▸ 提示文
==========

この道は上野原遊歩道という名前のようで、ガイドマップだと白ヌキの線で表されていたので舗装道路なのかと思ったが、未舗装だった。ただ登山道というより林道といったほうがよく、軽自動車くらいは走れそうな幅広の道である。途中で左右の県道へ下る分岐が何本もあり、よく注意していないと下ってしまう。
「明誠高」と書かれた分岐を見た後、さらに尾根を直進していくと右手にその明誠高校の校庭が見えてきた。ちょっと駆け下りれば下れてしまいそうな、もう目と鼻の先である。
あずまやのある根本山はそこから10分ほどで着いた。まさに学校の裏山だが思いがけず眺めがよく、半ばシルエットと化した中央線沿線や御坂の山の稜線が、夕映えの空にくっきりと線を引いていた。
根本山からも下山できるが、校舎を近くで見てみたいので、さっきの分岐まで戻り高校の脇の道を下る。5分足らずで明誠高校の横に出た。今日は何か行事でもあったのか、駐車場に車がたくさん停まり、生徒や先生の姿も見えた。
TVドラマ「飛び出せ!青春」は毎週欠かさず見ていた。こんなところでロケをやっていたのである。明誠高校とは直接何のつながりもないが、多感な少年時代の自分を思い出す。
そのまま舗装道路を歩き、バス通りに出た。「日大明誠高校入口」バス停の横に酒まんじゅうの店があったので、おみやげに買っていく。上野原の名物である。
携帯のGPS地図を見ながら上野原駅まで歩いていく。もう日も落ち一気に暗くなってきた。
今日は上野原市の低山をそれこそ舐めるように、ぐるっと一回りでき、充実した1日になった。8時間で9座。最初に登った要害山がすでに懐かしく感じられるような、変な気分である。「近場にいい里山あり」である。

==========

▸ 項目一覧

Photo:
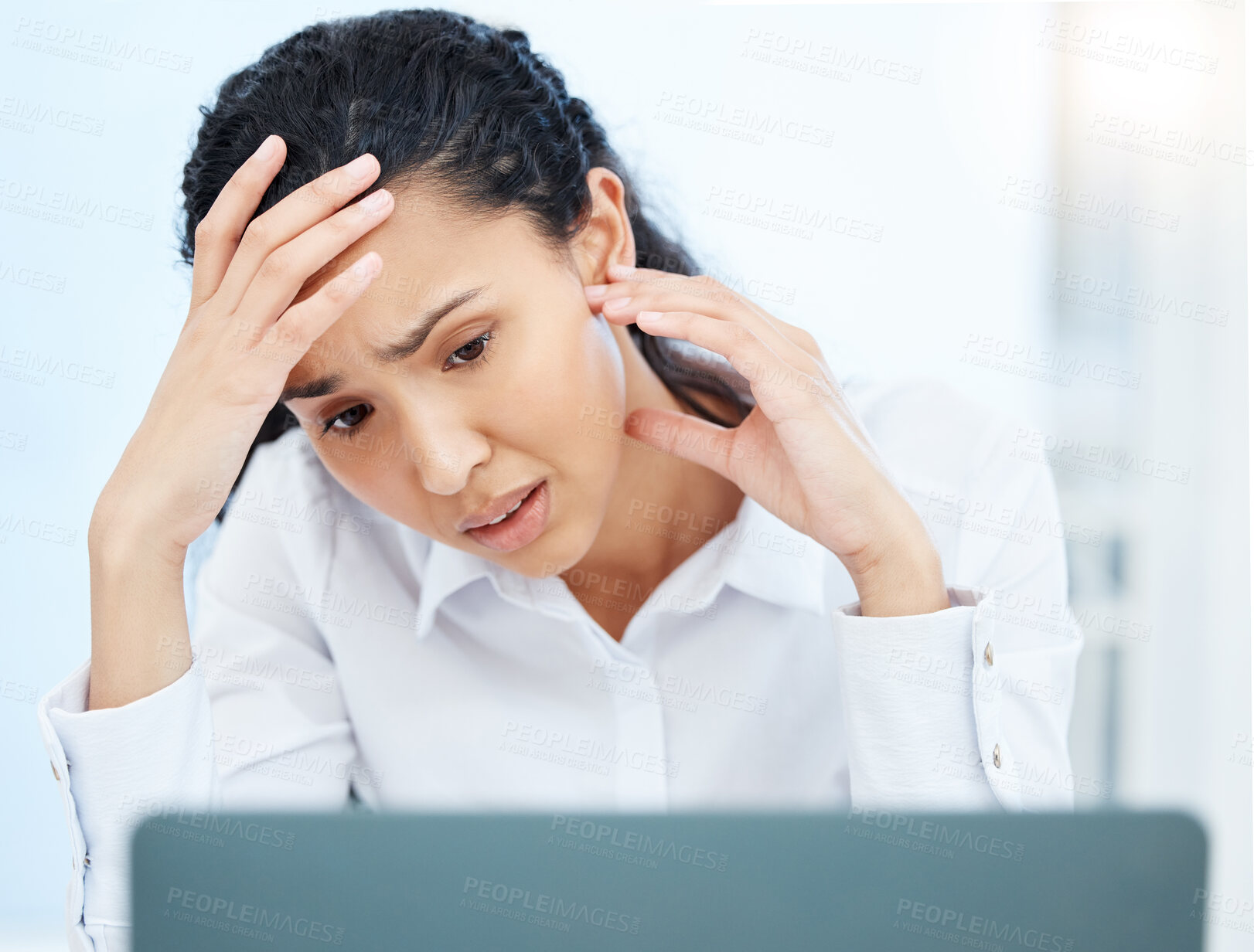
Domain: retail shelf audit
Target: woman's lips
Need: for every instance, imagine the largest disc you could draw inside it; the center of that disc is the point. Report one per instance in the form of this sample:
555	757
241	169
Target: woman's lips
520	528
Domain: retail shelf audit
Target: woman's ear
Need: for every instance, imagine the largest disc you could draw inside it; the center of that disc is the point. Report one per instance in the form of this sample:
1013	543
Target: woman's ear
607	238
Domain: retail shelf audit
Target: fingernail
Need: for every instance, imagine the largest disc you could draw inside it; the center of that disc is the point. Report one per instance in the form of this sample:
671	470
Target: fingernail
360	167
267	148
368	266
375	201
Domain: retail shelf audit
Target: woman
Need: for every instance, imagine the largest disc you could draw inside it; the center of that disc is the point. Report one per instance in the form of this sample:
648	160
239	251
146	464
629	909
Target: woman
540	529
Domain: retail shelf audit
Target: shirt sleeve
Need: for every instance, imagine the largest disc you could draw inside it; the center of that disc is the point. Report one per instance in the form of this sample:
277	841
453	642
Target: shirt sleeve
968	708
256	723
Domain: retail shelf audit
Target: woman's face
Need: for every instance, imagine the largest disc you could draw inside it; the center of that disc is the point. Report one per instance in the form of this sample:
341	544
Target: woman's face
512	386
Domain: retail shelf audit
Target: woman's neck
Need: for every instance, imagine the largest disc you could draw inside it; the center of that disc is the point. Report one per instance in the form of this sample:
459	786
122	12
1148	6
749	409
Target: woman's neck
642	539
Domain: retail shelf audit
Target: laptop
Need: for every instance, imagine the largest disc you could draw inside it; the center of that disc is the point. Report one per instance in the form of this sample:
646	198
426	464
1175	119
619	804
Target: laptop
869	879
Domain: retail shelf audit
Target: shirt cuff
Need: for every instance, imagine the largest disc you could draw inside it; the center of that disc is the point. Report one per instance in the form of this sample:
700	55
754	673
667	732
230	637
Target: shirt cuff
921	707
116	767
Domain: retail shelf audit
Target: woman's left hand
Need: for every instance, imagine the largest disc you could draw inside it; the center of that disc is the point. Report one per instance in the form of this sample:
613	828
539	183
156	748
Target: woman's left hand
802	451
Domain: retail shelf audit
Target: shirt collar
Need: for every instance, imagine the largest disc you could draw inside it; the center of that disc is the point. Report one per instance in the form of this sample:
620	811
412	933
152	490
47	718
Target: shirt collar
756	552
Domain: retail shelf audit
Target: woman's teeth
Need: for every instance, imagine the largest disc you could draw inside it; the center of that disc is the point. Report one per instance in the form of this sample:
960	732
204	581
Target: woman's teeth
498	518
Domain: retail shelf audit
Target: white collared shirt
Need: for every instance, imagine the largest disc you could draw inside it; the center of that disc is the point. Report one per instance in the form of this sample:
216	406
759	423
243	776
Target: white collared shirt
336	649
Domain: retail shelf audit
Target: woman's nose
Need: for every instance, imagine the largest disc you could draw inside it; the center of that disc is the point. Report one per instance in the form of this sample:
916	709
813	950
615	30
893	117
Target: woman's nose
444	454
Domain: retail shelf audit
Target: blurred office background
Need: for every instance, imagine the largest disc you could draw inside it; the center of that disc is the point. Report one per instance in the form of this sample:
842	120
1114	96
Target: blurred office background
997	179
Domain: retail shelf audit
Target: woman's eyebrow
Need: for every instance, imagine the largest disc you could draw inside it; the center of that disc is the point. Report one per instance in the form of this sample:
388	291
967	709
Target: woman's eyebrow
411	343
414	340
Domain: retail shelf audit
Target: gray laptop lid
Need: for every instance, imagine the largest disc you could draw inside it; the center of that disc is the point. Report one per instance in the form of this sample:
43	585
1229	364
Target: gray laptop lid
713	881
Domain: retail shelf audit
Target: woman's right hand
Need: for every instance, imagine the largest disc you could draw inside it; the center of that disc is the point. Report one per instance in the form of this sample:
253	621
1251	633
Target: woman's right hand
240	341
229	367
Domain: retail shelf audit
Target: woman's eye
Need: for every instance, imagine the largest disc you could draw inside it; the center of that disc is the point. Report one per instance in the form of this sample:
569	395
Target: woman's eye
471	351
348	419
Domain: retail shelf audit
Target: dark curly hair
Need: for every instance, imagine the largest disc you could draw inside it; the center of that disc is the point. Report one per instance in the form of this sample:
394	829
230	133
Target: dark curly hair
467	108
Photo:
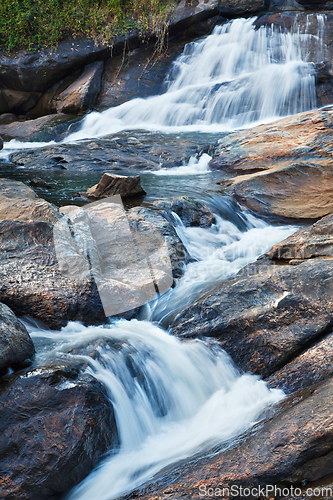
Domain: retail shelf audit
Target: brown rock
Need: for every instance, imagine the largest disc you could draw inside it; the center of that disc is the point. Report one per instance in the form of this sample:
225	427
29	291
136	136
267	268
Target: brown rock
18	201
30	130
314	241
82	94
282	169
272	310
15	342
55	426
35	281
17	100
313	365
192	213
296	444
38	182
111	184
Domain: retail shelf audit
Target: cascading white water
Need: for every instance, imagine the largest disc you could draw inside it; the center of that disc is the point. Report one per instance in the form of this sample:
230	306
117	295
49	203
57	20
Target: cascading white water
233	78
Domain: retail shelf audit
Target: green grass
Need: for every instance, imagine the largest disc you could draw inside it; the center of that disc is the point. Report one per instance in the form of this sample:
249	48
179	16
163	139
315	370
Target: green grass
40	23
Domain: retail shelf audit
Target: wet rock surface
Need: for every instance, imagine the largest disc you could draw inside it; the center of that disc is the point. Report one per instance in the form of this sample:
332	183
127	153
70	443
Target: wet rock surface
55	427
81	95
272	310
20	202
281	169
111	184
124	152
16	345
191	212
293	446
33	282
43	128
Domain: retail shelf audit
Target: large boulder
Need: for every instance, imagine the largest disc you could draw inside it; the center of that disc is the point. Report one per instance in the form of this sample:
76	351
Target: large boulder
190	12
55	426
16	345
273	309
281	169
112	184
20	202
293	447
82	94
36	279
18	101
192	213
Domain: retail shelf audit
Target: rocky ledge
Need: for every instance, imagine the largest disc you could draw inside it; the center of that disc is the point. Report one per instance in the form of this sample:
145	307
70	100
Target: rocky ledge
282	169
37	279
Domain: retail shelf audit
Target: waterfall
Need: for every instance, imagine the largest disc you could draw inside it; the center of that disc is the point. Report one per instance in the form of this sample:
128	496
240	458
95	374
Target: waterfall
237	76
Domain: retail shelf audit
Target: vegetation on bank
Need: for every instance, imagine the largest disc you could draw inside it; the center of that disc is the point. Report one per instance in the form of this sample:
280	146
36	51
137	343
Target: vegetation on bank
39	23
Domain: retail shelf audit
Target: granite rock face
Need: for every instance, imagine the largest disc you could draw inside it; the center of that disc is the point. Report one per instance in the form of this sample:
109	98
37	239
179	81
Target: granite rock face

==========

▸ 課題
提示文の「あずまやのある根本山はそこか」から「も落ち一気に暗くなってきた。」までを、両端の語句も含めて一字一句変えずに引用してください。

▸ 解答
あずまやのある根本山はそこから10分ほどで着いた。まさに学校の裏山だが思いがけず眺めがよく、半ばシルエットと化した中央線沿線や御坂の山の稜線が、夕映えの空にくっきりと線を引いていた。
根本山からも下山できるが、校舎を近くで見てみたいので、さっきの分岐まで戻り高校の脇の道を下る。5分足らずで明誠高校の横に出た。今日は何か行事でもあったのか、駐車場に車がたくさん停まり、生徒や先生の姿も見えた。
TVドラマ「飛び出せ!青春」は毎週欠かさず見ていた。こんなところでロケをやっていたのである。明誠高校とは直接何のつながりもないが、多感な少年時代の自分を思い出す。
そのまま舗装道路を歩き、バス通りに出た。「日大明誠高校入口」バス停の横に酒まんじゅうの店があったので、おみやげに買っていく。上野原の名物である。
携帯のGPS地図を見ながら上野原駅まで歩いていく。もう日も落ち一気に暗くなってきた。